Assignment =
Return the entries that follow exactly, with no images.

### Study material

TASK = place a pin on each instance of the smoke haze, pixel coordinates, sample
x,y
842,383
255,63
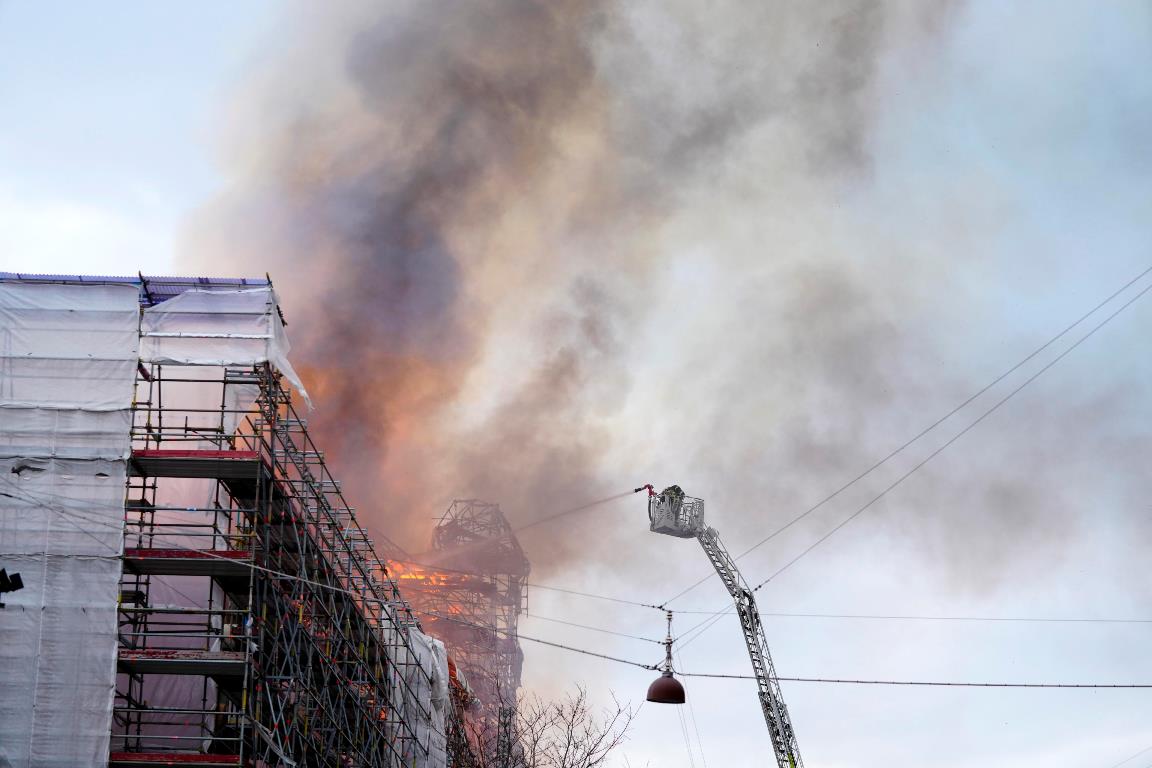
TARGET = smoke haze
x,y
537,252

######

Answer space =
TASK = place a pin on each instance of the smoke haze, pixel coordinates, sample
x,y
842,383
255,63
TARGET = smoke haze
x,y
537,252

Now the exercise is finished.